* _Document_:

+===+

L’électricité n’est pas stockable, il n’existe aucun « tampon » entre la production et les pointes de consommation. Le réseau ne supportera pas les pointes de chargement des batteries.
(Contrairement au GNV, qui peut être stocké sans problème sur les lieux de distribution pour les mobiles, ou d'emploi à poste fixe).
_________________
Face à des biocarburants prometteurs, mais pas encore disponibles dans leur version « écologique », et à une électricité impossible à stocker, le Gaz se rappelle à notre bon souvenir en alignant une liste de bons points dont le cumul ne manque pas d’intérêt:
1- Il peut être utilisé dans les moteurs thermiques actuels avec éventuellement des adaptations mineures. De nombreux véhicules utilisent déjà cette technologie, qui a largement fait ses preuves.
2- Il peut être stocké sans problème sous forme gazeuse, la France en possède un stock de 10 Milliards de mètres cubes !
Ce stock participe également à la constitution des réserves stratégiques obligatoires, ce que ne peut pas faire l'électricité.
3- Il est distribué à travers un réseau couvrant tout le territoire.
4- Dans sa version actuelle d’origine fossile (GNV, ou GNC) il apporte déjà dans les moteurs une réduction de 20% des émissions de CO2, et surtout une quasi absence d’émission de NOx et de particules fines.

+===+

* _Données fournies_:
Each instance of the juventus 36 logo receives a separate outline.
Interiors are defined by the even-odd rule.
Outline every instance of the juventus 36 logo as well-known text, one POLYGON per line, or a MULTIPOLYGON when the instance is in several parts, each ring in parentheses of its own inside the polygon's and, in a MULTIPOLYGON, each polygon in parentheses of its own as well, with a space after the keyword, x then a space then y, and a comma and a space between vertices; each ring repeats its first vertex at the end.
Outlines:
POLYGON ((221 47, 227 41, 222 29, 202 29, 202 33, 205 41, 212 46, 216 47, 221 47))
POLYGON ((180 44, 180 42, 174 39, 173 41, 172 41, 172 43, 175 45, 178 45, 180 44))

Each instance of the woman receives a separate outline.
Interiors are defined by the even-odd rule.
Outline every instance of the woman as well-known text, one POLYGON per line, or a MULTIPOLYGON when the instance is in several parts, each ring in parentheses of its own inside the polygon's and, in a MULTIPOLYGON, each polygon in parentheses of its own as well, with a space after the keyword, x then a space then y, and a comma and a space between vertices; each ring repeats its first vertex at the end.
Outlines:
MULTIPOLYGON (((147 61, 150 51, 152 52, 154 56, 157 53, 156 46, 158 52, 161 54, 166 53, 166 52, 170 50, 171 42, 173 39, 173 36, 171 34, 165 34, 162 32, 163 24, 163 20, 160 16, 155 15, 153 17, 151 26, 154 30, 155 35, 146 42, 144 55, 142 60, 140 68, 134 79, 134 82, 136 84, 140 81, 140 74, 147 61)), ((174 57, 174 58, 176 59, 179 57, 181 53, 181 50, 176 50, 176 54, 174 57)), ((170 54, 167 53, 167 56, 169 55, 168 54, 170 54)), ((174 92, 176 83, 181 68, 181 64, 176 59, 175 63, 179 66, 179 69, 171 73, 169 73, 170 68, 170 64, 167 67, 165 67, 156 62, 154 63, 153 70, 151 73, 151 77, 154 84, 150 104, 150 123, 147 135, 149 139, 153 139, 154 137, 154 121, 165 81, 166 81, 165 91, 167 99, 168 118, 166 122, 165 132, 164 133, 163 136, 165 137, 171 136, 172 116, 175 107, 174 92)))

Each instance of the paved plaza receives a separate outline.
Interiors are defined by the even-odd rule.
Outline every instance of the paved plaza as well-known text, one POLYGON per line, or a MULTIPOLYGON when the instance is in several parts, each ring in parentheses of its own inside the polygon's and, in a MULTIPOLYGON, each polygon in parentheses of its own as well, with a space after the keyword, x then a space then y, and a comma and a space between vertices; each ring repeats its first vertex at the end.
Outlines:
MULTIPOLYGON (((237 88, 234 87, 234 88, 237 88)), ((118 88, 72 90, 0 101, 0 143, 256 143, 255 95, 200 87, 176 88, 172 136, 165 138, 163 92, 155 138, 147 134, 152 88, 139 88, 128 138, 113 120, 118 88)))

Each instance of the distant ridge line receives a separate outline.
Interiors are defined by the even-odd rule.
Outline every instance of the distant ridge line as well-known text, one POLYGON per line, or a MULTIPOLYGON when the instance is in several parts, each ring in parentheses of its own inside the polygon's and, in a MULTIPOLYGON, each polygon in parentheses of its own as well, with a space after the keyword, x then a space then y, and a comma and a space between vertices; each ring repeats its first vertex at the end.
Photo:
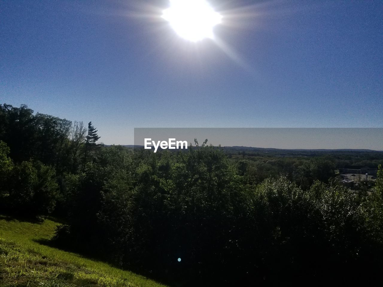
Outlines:
MULTIPOLYGON (((105 147, 111 147, 112 145, 120 145, 121 147, 129 148, 143 148, 143 145, 104 145, 105 147)), ((298 152, 383 152, 383 150, 376 150, 363 148, 276 148, 272 147, 246 147, 241 145, 224 146, 222 147, 224 149, 232 148, 238 150, 259 150, 262 151, 272 150, 274 151, 288 150, 290 151, 296 151, 298 152)))

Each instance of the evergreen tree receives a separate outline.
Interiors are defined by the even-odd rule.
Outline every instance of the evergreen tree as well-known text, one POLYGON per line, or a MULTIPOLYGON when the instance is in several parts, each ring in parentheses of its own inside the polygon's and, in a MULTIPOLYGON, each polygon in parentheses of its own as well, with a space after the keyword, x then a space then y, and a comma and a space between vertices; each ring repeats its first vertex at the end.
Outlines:
POLYGON ((83 170, 85 164, 87 162, 87 157, 89 152, 99 145, 96 143, 100 137, 97 134, 98 130, 94 126, 92 125, 92 122, 89 122, 88 124, 88 135, 87 136, 87 142, 85 144, 85 153, 84 155, 84 161, 82 164, 82 170, 83 170))

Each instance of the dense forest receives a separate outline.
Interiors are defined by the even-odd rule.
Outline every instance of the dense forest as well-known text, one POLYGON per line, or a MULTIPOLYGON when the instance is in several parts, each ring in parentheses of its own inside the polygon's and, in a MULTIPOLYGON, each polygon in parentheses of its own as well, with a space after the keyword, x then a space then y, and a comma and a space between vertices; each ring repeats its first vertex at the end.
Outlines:
POLYGON ((381 153, 154 153, 100 136, 91 122, 0 105, 1 213, 60 218, 42 244, 170 285, 383 283, 381 166, 365 192, 336 171, 381 153))

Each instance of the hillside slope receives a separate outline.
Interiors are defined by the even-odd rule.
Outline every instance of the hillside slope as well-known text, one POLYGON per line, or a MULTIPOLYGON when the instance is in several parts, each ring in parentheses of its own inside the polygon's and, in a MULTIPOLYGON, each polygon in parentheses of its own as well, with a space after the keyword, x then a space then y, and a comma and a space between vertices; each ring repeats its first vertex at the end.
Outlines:
POLYGON ((21 222, 0 215, 0 286, 133 287, 164 285, 38 241, 58 223, 21 222))

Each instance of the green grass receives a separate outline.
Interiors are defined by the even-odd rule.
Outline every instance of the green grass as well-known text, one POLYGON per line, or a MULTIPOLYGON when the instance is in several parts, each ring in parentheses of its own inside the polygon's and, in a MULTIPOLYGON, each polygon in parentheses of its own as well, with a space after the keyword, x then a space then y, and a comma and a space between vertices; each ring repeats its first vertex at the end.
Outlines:
POLYGON ((0 286, 130 287, 165 285, 76 253, 40 244, 59 223, 0 215, 0 286))

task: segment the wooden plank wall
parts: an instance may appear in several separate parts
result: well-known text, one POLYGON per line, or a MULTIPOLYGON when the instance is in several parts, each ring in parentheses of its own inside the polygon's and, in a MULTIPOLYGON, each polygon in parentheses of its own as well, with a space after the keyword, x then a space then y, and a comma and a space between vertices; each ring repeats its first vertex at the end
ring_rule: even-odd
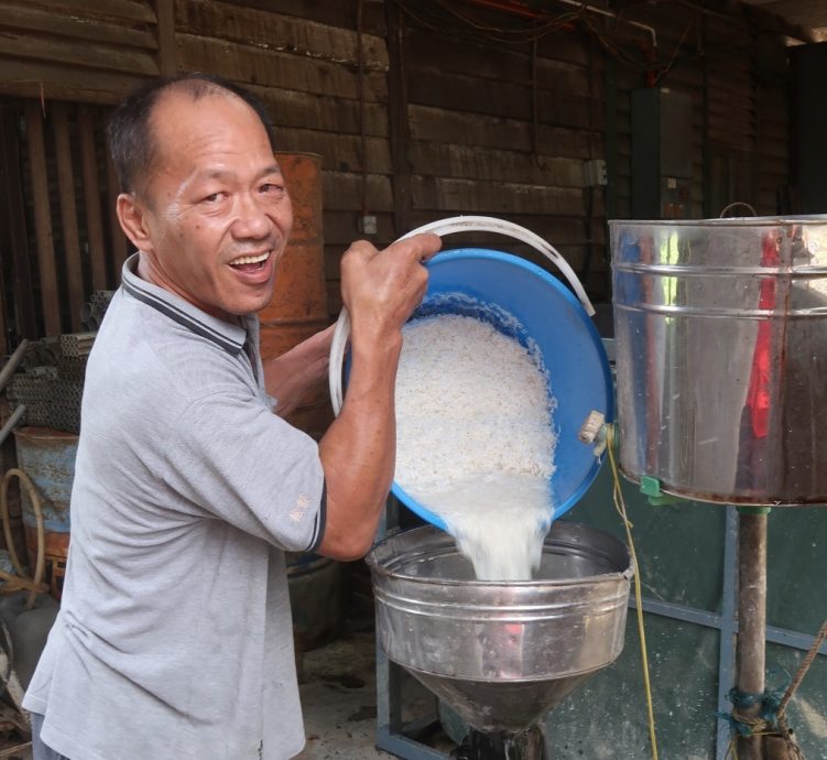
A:
MULTIPOLYGON (((656 30, 650 68, 659 84, 693 99, 689 215, 720 211, 709 207, 710 166, 731 181, 726 192, 738 196, 731 200, 775 213, 787 182, 781 36, 759 34, 744 19, 701 13, 697 3, 623 4, 624 19, 656 30)), ((72 251, 79 246, 85 256, 87 226, 102 227, 105 247, 118 245, 106 207, 111 198, 96 222, 86 219, 84 194, 69 193, 70 178, 84 187, 97 182, 105 196, 111 177, 106 166, 96 176, 88 162, 81 166, 80 146, 87 154, 94 148, 99 164, 108 105, 149 76, 202 69, 264 99, 281 150, 322 155, 331 314, 339 308, 339 258, 360 236, 366 215, 377 220, 372 239, 380 246, 457 214, 510 219, 554 243, 584 272, 592 296, 605 298, 605 221, 609 207, 619 218, 630 214, 630 93, 648 84, 650 34, 592 15, 588 24, 546 29, 534 44, 532 30, 567 10, 551 0, 542 7, 531 19, 437 0, 6 0, 0 97, 31 127, 24 148, 36 144, 35 113, 45 111, 45 169, 28 165, 24 172, 46 173, 51 203, 48 211, 30 211, 40 218, 30 219, 32 256, 57 256, 63 267, 77 267, 72 251), (610 187, 585 186, 583 165, 590 159, 610 161, 610 187), (50 238, 47 218, 57 238, 50 238), (58 238, 68 253, 50 252, 58 238)), ((34 183, 26 192, 39 186, 43 195, 43 176, 26 182, 34 183)), ((447 242, 511 248, 490 236, 447 242)), ((120 256, 107 250, 107 276, 120 256)), ((81 259, 86 289, 94 265, 81 259)), ((46 270, 35 267, 35 289, 41 282, 52 287, 46 270)), ((79 282, 77 274, 62 276, 58 290, 76 296, 79 282)), ((65 305, 61 310, 65 329, 72 316, 65 305)))

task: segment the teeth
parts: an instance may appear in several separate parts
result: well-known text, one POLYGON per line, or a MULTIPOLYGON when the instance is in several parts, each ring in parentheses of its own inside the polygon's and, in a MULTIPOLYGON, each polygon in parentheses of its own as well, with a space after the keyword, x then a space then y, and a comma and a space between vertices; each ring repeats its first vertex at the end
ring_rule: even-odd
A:
POLYGON ((236 264, 258 264, 260 261, 266 261, 270 258, 270 251, 260 253, 259 256, 240 256, 238 259, 230 261, 230 267, 236 264))

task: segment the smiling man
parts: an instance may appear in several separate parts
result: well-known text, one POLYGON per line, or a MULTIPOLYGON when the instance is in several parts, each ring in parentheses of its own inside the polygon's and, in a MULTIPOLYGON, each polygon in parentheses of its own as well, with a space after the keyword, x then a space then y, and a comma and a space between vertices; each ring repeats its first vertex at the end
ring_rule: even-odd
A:
POLYGON ((352 367, 316 444, 279 414, 324 381, 330 329, 266 366, 258 351, 292 225, 261 105, 216 77, 160 79, 109 139, 138 251, 89 357, 63 601, 24 702, 34 758, 291 758, 284 552, 372 543, 401 328, 439 239, 342 257, 352 367))

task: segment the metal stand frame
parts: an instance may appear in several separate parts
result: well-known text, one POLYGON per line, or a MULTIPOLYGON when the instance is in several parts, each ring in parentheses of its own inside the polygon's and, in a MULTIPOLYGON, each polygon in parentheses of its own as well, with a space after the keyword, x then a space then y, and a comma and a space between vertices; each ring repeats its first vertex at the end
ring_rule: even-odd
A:
MULTIPOLYGON (((719 647, 719 660, 718 660, 718 709, 721 713, 730 713, 732 705, 729 702, 729 692, 732 686, 736 685, 736 660, 737 660, 737 638, 739 633, 739 595, 738 588, 738 567, 739 567, 739 543, 741 544, 741 556, 746 564, 755 565, 755 555, 750 547, 753 543, 754 535, 750 538, 749 528, 747 531, 741 531, 739 539, 739 522, 743 529, 744 518, 763 518, 763 531, 764 531, 764 547, 766 545, 766 517, 765 515, 741 515, 739 520, 738 511, 734 507, 727 507, 727 522, 723 542, 723 571, 721 579, 721 612, 716 615, 707 610, 699 610, 693 607, 684 607, 667 601, 660 601, 657 599, 645 598, 643 599, 643 610, 650 615, 659 615, 661 617, 670 618, 672 620, 679 620, 682 622, 688 622, 696 626, 703 626, 705 628, 712 628, 720 633, 720 647, 719 647), (750 546, 746 546, 749 544, 750 546)), ((755 528, 755 523, 752 523, 752 528, 755 528)), ((399 504, 395 500, 391 500, 388 506, 385 517, 383 518, 383 524, 380 526, 380 538, 384 538, 388 532, 394 532, 399 529, 399 504)), ((759 525, 760 529, 760 525, 759 525)), ((760 538, 760 536, 759 536, 760 538)), ((764 550, 765 551, 765 550, 764 550)), ((766 562, 765 553, 764 560, 761 563, 764 567, 764 596, 765 596, 765 580, 766 580, 766 562)), ((747 571, 750 572, 749 569, 747 571)), ((746 576, 746 583, 749 585, 749 575, 746 576)), ((630 607, 634 608, 634 596, 630 598, 630 607)), ((765 616, 765 607, 763 608, 765 616)), ((743 612, 742 612, 743 616, 743 612)), ((747 612, 747 619, 741 617, 742 623, 748 626, 748 631, 741 638, 742 647, 747 642, 752 642, 752 647, 760 647, 761 652, 764 651, 763 638, 761 637, 762 625, 759 620, 752 616, 750 619, 750 612, 747 612), (757 641, 761 643, 755 644, 757 641)), ((791 631, 784 628, 765 628, 765 641, 770 643, 781 644, 791 649, 798 649, 807 651, 813 643, 813 637, 796 631, 791 631)), ((827 655, 827 643, 823 644, 819 649, 820 654, 827 655)), ((743 654, 741 655, 743 656, 743 654)), ((755 670, 754 667, 752 670, 755 670)), ((763 678, 763 665, 760 669, 763 678)), ((752 677, 752 676, 751 676, 752 677)), ((402 698, 401 698, 401 678, 402 669, 398 665, 389 662, 384 654, 377 647, 377 746, 388 752, 396 754, 404 760, 448 760, 448 756, 431 747, 427 747, 415 739, 411 738, 412 734, 416 732, 417 728, 422 728, 421 723, 414 723, 410 726, 404 726, 402 723, 402 698)), ((739 680, 738 687, 741 691, 750 691, 752 688, 746 682, 739 680)), ((763 685, 757 691, 763 691, 763 685)), ((436 697, 435 697, 436 698, 436 697)), ((711 719, 711 718, 710 718, 711 719)), ((730 727, 726 721, 719 721, 718 730, 716 734, 716 760, 725 760, 727 750, 729 748, 731 737, 730 727)), ((739 748, 739 752, 740 752, 739 748)), ((740 757, 740 754, 739 754, 740 757)), ((750 756, 743 756, 750 757, 750 756)), ((760 756, 759 756, 760 757, 760 756)), ((754 757, 752 760, 755 760, 754 757)))

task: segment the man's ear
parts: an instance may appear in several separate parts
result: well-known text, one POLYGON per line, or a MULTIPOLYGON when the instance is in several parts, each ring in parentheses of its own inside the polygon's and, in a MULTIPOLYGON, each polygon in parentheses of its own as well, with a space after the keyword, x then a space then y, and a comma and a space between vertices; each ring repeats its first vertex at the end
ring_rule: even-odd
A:
POLYGON ((139 251, 150 251, 150 228, 146 209, 131 193, 121 193, 116 203, 121 229, 139 251))

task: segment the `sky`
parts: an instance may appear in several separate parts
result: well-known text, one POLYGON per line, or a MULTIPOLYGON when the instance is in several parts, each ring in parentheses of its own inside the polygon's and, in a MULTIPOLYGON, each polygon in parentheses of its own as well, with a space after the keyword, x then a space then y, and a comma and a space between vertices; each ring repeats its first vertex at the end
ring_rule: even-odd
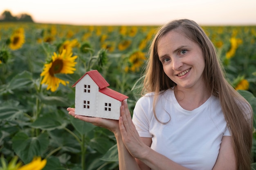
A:
POLYGON ((181 18, 203 25, 256 25, 256 0, 2 0, 1 14, 38 23, 162 25, 181 18))

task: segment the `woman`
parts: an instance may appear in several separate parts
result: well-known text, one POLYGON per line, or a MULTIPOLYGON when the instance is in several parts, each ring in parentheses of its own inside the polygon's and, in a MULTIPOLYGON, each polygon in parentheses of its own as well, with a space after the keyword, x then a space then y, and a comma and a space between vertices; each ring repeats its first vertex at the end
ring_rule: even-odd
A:
POLYGON ((162 27, 146 70, 146 94, 132 120, 124 102, 119 121, 67 109, 114 133, 120 169, 250 169, 252 108, 225 79, 197 24, 180 20, 162 27))

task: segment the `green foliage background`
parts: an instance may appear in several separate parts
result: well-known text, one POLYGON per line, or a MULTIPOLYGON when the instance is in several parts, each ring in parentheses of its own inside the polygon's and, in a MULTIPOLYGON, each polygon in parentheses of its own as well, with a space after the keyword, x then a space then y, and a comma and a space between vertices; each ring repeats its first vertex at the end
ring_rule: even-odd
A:
MULTIPOLYGON (((139 97, 139 78, 144 64, 135 70, 131 70, 135 63, 129 60, 130 57, 135 51, 147 56, 153 33, 158 27, 1 23, 0 154, 7 161, 17 155, 25 163, 36 155, 40 156, 47 159, 44 170, 118 169, 113 134, 67 114, 66 108, 74 106, 75 89, 71 86, 86 71, 97 69, 110 85, 110 88, 129 96, 132 114, 139 97), (21 48, 12 50, 7 42, 20 28, 25 31, 25 42, 21 48), (70 84, 60 85, 54 92, 46 90, 45 86, 40 85, 40 74, 47 59, 58 52, 65 41, 74 39, 79 44, 72 49, 74 55, 78 56, 76 71, 72 74, 56 75, 70 84), (119 48, 125 40, 130 44, 119 48), (82 50, 81 47, 86 48, 82 50)), ((239 92, 251 104, 255 119, 256 26, 203 28, 216 46, 230 83, 234 87, 242 79, 249 83, 248 89, 239 92), (236 47, 234 55, 227 58, 226 53, 234 48, 230 41, 232 37, 240 39, 241 43, 236 47)), ((255 122, 254 126, 256 127, 255 122)), ((256 168, 254 164, 252 169, 256 168)))

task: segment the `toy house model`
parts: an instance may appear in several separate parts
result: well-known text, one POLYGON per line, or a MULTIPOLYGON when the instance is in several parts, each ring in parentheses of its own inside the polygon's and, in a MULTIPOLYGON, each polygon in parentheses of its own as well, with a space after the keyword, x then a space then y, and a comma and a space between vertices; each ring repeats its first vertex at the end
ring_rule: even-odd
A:
POLYGON ((109 84, 97 70, 87 72, 76 87, 75 114, 118 120, 121 102, 128 96, 107 87, 109 84))

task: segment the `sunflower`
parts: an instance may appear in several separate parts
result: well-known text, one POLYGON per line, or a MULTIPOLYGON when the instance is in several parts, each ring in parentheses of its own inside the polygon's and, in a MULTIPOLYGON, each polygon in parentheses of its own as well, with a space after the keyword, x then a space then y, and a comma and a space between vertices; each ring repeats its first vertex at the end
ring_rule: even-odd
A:
POLYGON ((138 28, 136 26, 132 26, 128 32, 128 34, 130 37, 135 36, 138 32, 138 28))
POLYGON ((46 165, 46 160, 41 160, 40 157, 35 157, 31 162, 22 166, 18 170, 40 170, 46 165))
POLYGON ((124 40, 118 44, 118 49, 123 51, 127 48, 132 43, 130 40, 124 40))
POLYGON ((69 40, 65 41, 61 44, 58 48, 58 52, 61 53, 63 50, 66 50, 67 54, 72 52, 72 49, 76 46, 78 46, 79 43, 76 39, 74 39, 71 41, 69 40))
POLYGON ((101 48, 108 50, 110 52, 113 52, 115 50, 115 44, 114 41, 106 41, 102 45, 101 48))
POLYGON ((231 38, 230 41, 231 46, 229 51, 226 53, 226 57, 228 59, 234 57, 238 46, 243 43, 243 41, 241 39, 236 39, 234 37, 231 38))
POLYGON ((133 72, 139 71, 146 59, 144 52, 136 51, 132 53, 129 58, 129 61, 132 64, 130 70, 133 72))
POLYGON ((25 42, 25 35, 22 32, 14 32, 10 38, 10 48, 13 50, 17 50, 22 47, 25 42))
POLYGON ((61 83, 66 85, 69 83, 67 81, 61 80, 54 76, 57 73, 73 74, 76 70, 74 66, 76 64, 75 62, 77 56, 72 57, 72 53, 66 53, 66 50, 63 50, 60 54, 54 53, 52 57, 52 61, 45 65, 43 72, 40 76, 44 76, 41 84, 45 84, 47 85, 47 89, 51 89, 55 92, 58 87, 59 84, 61 83))

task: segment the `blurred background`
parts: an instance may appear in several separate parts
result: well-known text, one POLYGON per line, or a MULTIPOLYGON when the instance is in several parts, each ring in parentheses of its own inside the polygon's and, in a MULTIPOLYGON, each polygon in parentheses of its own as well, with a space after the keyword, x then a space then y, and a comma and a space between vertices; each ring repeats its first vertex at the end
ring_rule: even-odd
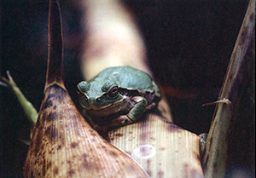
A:
MULTIPOLYGON (((248 0, 132 1, 123 3, 134 15, 147 47, 154 78, 166 94, 174 123, 197 135, 207 133, 226 68, 248 0)), ((45 1, 2 0, 0 74, 10 71, 26 97, 39 110, 47 64, 48 8, 45 1)), ((78 105, 82 78, 79 59, 84 40, 78 2, 61 1, 66 86, 78 105)), ((246 73, 246 69, 245 72, 246 73)), ((255 80, 254 80, 255 81, 255 80)), ((244 85, 250 82, 244 81, 244 85)), ((235 171, 254 177, 255 108, 243 95, 241 118, 233 123, 227 177, 235 171)), ((29 122, 14 95, 0 86, 0 172, 21 177, 29 122)))

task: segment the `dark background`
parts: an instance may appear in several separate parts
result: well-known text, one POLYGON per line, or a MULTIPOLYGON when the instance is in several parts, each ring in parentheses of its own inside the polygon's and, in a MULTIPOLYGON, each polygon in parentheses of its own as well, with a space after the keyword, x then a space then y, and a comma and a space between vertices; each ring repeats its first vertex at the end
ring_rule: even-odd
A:
MULTIPOLYGON (((230 57, 248 0, 132 1, 132 11, 144 37, 156 81, 182 91, 169 95, 175 123, 195 134, 208 132, 230 57)), ((1 1, 1 67, 9 70, 20 89, 38 110, 43 99, 47 62, 48 2, 1 1)), ((65 83, 77 104, 81 12, 77 3, 61 1, 65 43, 65 83)), ((247 95, 245 95, 247 97, 247 95)), ((245 108, 247 106, 245 105, 245 108)), ((234 169, 254 176, 255 110, 234 123, 228 175, 234 169)), ((13 94, 0 86, 0 172, 2 177, 20 177, 28 146, 29 122, 13 94)), ((234 171, 233 171, 234 172, 234 171)))

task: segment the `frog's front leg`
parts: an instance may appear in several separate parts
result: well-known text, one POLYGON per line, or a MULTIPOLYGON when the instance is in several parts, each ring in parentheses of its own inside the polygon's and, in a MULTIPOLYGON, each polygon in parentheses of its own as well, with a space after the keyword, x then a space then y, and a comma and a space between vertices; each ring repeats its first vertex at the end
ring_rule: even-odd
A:
POLYGON ((135 106, 126 115, 121 115, 114 118, 108 124, 108 128, 119 128, 137 122, 144 112, 148 101, 142 96, 135 96, 131 99, 136 102, 135 106))

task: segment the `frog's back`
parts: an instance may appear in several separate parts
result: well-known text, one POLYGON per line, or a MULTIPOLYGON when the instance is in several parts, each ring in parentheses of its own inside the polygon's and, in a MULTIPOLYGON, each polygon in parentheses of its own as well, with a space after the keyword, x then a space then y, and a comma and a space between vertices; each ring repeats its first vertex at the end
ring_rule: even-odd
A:
POLYGON ((99 77, 106 81, 113 81, 121 88, 154 90, 154 85, 149 75, 131 66, 109 67, 95 78, 99 77))

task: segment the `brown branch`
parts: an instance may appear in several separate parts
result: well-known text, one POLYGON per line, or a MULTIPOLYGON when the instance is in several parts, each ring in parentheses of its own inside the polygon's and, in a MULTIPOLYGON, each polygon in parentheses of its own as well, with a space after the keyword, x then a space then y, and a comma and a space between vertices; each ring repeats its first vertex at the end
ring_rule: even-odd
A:
POLYGON ((227 138, 230 131, 230 126, 235 119, 235 111, 232 108, 239 108, 239 105, 242 105, 237 100, 237 96, 241 94, 236 86, 241 82, 240 78, 247 78, 247 76, 242 76, 241 69, 254 31, 255 0, 251 0, 230 57, 218 98, 218 100, 229 99, 232 104, 231 106, 225 103, 218 104, 206 143, 202 159, 206 177, 224 177, 225 175, 229 142, 227 138))

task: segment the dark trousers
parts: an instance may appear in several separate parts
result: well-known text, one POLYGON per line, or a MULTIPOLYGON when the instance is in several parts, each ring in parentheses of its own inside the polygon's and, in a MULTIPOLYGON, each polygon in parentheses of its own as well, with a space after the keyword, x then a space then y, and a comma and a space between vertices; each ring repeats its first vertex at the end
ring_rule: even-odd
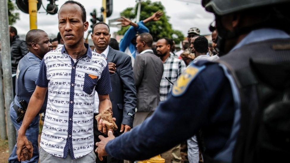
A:
MULTIPOLYGON (((100 132, 98 130, 98 122, 97 120, 95 118, 95 117, 97 115, 97 114, 94 114, 94 151, 95 151, 96 149, 97 148, 97 146, 96 146, 96 143, 101 141, 99 139, 99 135, 103 135, 105 137, 108 137, 108 135, 105 135, 104 134, 100 132)), ((114 135, 115 137, 117 137, 119 136, 119 134, 117 132, 114 132, 114 135)), ((95 152, 95 153, 97 156, 97 159, 96 159, 96 162, 99 163, 123 163, 124 160, 117 159, 111 156, 108 155, 105 157, 103 157, 103 161, 101 161, 98 157, 98 153, 95 152)))
POLYGON ((14 98, 16 94, 15 93, 15 80, 16 80, 16 76, 15 76, 12 77, 12 84, 13 86, 13 98, 14 98))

+===+

* _Travaux_:
1. Traduisez en anglais cette phrase du texte sur le gaz : « Ce stock participe également à la constitution des réserves stratégiques obligatoires, ce que ne peut pas faire l'électricité. »
2. D'après le texte sur le gaz, quel volume de gaz la France a-t-elle en stock ?
3. Rédigez la suite du texte sur le gaz, en reprenant après sa dernière phrase.
Le listing provient d'une autre source.

* _Résultats par tâche_:
1. This stock also contributes to building up the mandatory strategic reserves, something electricity cannot do.

2. 10 milliards de mètres cubes.

3.
(En France, les véhicules à gaz bénéficient d’une vignette Crit’air Verte, classe 1 , dans la même catégorie que les véhicules électriques et hybrides rechargeables).
5- Dans sa version renouvelable ( Bio GNV ou Bio GNC) , il est déjà en production à partir de la fermentation des déchets organiques, et depuis peu (2014) à partir des boues de stations d'épuration.
6- Le Bio GNV est déjà autorisé à l’injection dans le réseau de distribution GRDF.
7- Il se transporte aisément sous forme gazeuse, dans des bouteilles en acier sous une pression de 2 à 300 Bar, sont l’usage est courant dans de nombreuses applications.
8- Il est très énergétique.
Deux bouteilles de 100 L sous 200 Bar représentent une énergie de 360 KWh, permettant de parcourir 500 Km (Voiture moyenne).
9- Le plein peut être fait en quelques minutes à une station équipée de réserve tampon et d’un compresseur.
10- Il permet le mode hybride Gaz/ Essence sans modification, un simple robinet automatique suffit pour passer de l’un à l’autre.
11- L’ADEME a estimé le potentiel de production de Bio Gaz en France à 140 TWh, soit près de 40% de notre consommation actuelle de Gaz naturel.
[Il est important de ne pas confondre le GNV avec le GPL.
Le GNV est essentiellement du Méthane, remplacé progressivement plus tard par le Bio Méthane.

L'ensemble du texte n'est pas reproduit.